(Entries from a dataset)
****************************************
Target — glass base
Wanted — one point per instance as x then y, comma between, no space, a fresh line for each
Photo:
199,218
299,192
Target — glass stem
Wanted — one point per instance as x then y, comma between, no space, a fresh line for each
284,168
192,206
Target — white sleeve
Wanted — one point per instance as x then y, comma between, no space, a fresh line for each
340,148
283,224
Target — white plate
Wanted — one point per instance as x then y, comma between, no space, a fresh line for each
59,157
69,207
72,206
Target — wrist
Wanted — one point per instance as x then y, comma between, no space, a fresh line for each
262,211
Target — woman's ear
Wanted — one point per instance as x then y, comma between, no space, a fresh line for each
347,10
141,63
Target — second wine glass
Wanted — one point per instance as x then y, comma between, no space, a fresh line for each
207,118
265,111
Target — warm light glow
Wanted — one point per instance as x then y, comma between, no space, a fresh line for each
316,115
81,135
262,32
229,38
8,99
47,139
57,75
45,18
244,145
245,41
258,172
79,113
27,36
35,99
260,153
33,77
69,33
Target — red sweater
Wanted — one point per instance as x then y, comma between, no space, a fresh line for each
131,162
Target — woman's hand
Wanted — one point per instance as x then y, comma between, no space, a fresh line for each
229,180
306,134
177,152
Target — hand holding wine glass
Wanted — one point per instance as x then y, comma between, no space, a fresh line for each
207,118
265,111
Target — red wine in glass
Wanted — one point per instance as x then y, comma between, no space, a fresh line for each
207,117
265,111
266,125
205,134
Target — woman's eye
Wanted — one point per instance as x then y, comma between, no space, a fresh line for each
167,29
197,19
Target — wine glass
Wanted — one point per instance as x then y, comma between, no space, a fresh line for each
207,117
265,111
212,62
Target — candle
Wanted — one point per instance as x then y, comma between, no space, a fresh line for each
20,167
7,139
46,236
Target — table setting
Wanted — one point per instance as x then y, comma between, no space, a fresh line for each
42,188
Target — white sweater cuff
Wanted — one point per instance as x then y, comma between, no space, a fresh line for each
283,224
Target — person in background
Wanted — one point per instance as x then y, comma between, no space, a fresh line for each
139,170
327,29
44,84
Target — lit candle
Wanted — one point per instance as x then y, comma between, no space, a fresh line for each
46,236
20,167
****************************************
*Problem*
Produce an exact copy of every entry above.

*Solved exercise*
Target — glass base
Wanted — one point per instance as x then y, comma between, no space, a fresh line for each
Photo:
199,218
299,192
Target — glass stem
Wanted — one point per instance as x then y, comma between, no space, a fresh line for each
284,168
192,206
Target — white sleeve
Wanted — one point per instance as x then y, comma between, no space, a fresh line for each
340,148
283,224
Target — white plate
Wanted — one point per instance as x then y, comma between, no space, a fresh line for each
59,157
69,207
72,206
Target — wrist
Wanted — one point per instance as x then y, comma between, no space, a fresh line for each
262,211
Target — woman's ear
Wanted — one point per instance as x then y, comma between, no space, a fresh line for each
347,10
141,63
Target — second wine glass
Wanted — one point per instance as x then y, comma between, no space, a fresh line for each
207,118
265,111
Target — warm light glow
Wanted — one point per instance as x then y, comma between, no space, a fresh line for each
316,115
81,135
262,32
229,38
8,99
47,139
57,75
45,18
244,145
245,41
258,172
79,113
27,36
35,99
260,153
33,77
69,33
Target — red sweater
Wanted — one point per instance as x then y, comma between, no space, a fresh line for each
131,162
Target — woman's hand
Wanted — one point per instance as x then y, comma between, no space, a fresh line for each
229,180
306,134
177,152
Target — hand holding wine glass
Wanted — one point per instance as x then y, comma between, no space, a fresh line for each
207,118
265,111
Target — red wine in glass
Wanted — one point per instance as x then y, comma between, no space, a fresh line for each
207,117
265,111
266,125
205,134
Target — woman's eye
Wanted — one point per instance as x then y, comma between, no space, a fresh line for each
167,29
197,19
Target — wine glass
Wanted — one point per instance as x then y, comma between, no space, a fresh line for each
207,117
265,111
212,62
Target — candle
Wanted — one point per instance as x then y, comma between, no space, a fresh line for each
20,167
7,139
46,236
Target — table setting
Wanted — one point per instance as x then y, comma between, no space, a fresh line for each
42,188
Target — white sweater cuff
Wanted — one point per instance as x then y, comma between, no space, a fresh line for each
283,224
Target — person in background
Wanted — one point per instance as x then y, comma between, no space, a fresh line for each
139,170
327,29
44,84
Target — lit candle
Wanted — one point per instance as x then y, comma between, no space, a fresh line for each
46,236
20,167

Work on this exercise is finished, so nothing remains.